§ REQUIRED WORK
#1 In the article on Bolivia's social movements, how many people did the police arrest after the Sin Tierra march tried to approach the prison?
#2 Extend the article on Bolivia's social movements, picking up after its last sentence.

Bolivia’s Social Movements Reorganize

By Claudia Espinoza


The transport strike continues: the workers demand that the price of fuel be frozen and that the country’s gas be nationalized.

Strikes, marches, blockades and demonstrations marked Wednesday, August 25th, in several Bolivian cities. A “moving blockade” by the transport workers totally paralyzed the capital city of La Paz. Residents of the city of El Alto marched en masse toward the highway. The families of the dead and wounded from the “Gas War” last October demanded that former president Gonzalo “Goni” Sánchez de Lozada be brought to trial. The landless peasant’s movement marched from Collana and Batatallas: the marchers arrived in La Paz where police attacked them, and some members of “Sin Tierra” were arrested. In Cochabamba, thousands of people demanded the nationalization of gas in a large rally held in the city’s central plaza.

Around midday, a National Police vehicle was captured and set afire on 14 de Septiembre Avenue, in the Obrajes neighborhood, in the city’s south end.

According to the women who sell candy, soft drinks, and food at that place, near the Union of Transport Workers—one of the largest in the area—the drivers decided to burn the car because, nearby, police tried to break up the blockades along the avenues that connect the south end with downtown, where a large number of mini-and-micro-buses were blocking any automobile from passing.

The women said that the drivers were protesting, also, because the police had an order to break up the blockade so that President Carlos Mesa would be able to pass from his house that is located in this residential neighborhood toward the National Palace.

Also, around midday, above La Paz, the march headed by the Federation of Neighborhood Councils (FEJUVE, in its Spanish initials) of El Alto arrived chanting “Up! Down! We want the head of Goni, dammit!” and “Nationalization Now!”

The FEJUVE president, in Plaza San Francisco, warned President Mesa and Congress that the neighborhood councils of El Alto will not wait any longer for them to put Sanchez de Lozada and his collaborators on trial for the massacre of October 2003. “Once more, we remind the president not to forget his promise made to the people of El Alto on October 18. He said, “neither forget, nor revenge, but justice.”

Together with him marched the families of the dead and wounded and mutilated during the massacre. According to the family organizations, 70 people died, and more than

400 were wounded, tortured, or disappeared during “Black October.”

Meanwhile, men, women, children, and elders marched to demand nationalization as the only option to control the wealth provided by natural gas. And, they said, the government must freeze the price of fuel “because when it rises it affects the economy of our homes.”

The Sin Tierra Movement led the other march that invaded the streets of La Paz. The march, which began last week, had left from the towns of El Tholar and Batallas. The landless peasants arrived with two demands: Freedom for its leader, Gabriel Pinto, a prisoner in the San Pedro Penitentiary, and the nationalization of gas.

When the march attempted to get near the prison, where there are nine others accused in the Ayo Ayo case, the police used tear gas recklessly to disperse the marchers. Next, the police arrested 14 people (eight women and six men) and brought them to the Judicial Police station.

The new battles

After all that occurred in the so-called Gas War last October, the social movements are now carrying out actions to express their discontent with the policies of Carlos Mesa’s administration pertaining to land, water, electricity, fuel, justice and the all-out criminalization of social protest.

Records of labeled points
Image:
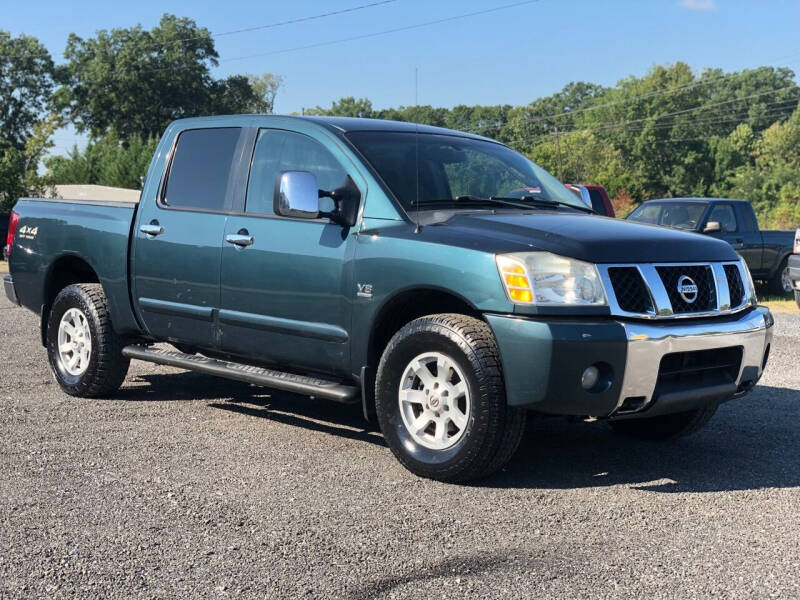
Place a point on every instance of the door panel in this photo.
(177, 276)
(177, 246)
(283, 296)
(284, 281)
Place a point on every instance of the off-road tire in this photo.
(107, 367)
(666, 427)
(494, 429)
(776, 283)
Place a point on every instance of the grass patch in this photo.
(776, 303)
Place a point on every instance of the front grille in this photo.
(735, 285)
(703, 277)
(701, 368)
(630, 289)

§ ANSWERS FOR THE EXERCISE
#1 Fourteen people: eight women and six men.

#2
One of the main issues that caused the transport workers strike in La Paz, El Alto, and Cochabamba, is the constant raising of fuel prices—subject to changes in the international price—which, in turn, raises the cost of transportation and basic products like bread.

Fuel: what was the referendum good for?

The transport workers demand that fuel prices be frozen because any alteration affects the lives of workers from the farms to the cities, worsening the crisis in every Bolivian home. Many neighbors who went out to march called on the government to comply with the mandate of the July 18th gas referendum, which the public interprets as “the recuperation of the property that is used in fuel production,” immediately, to be able to control the domestic prices and not subject them to the international price of oil. The bad decisions by the government in complying with the referendum’s results are considered “a mockery toward the people.”

Evidence of that is the noncompliance with the installation of gas lines in homes, which was harshly criticized by the marchers, especially in El Alto. “Instead of installing gas lines, the government is selling it to Brazil and Argentina at the price of a dead chicken,” said one lady.

To this popular outrage are added declarations by the president’s minister, José Galindo, who said that the transport workers’ leadership—now a week into its hunger strike—is receiving money from “some sectors interested in creating chaos in the country.” This provoked rage and determination to the point where the strike in El Alto has now been extended indefinitely.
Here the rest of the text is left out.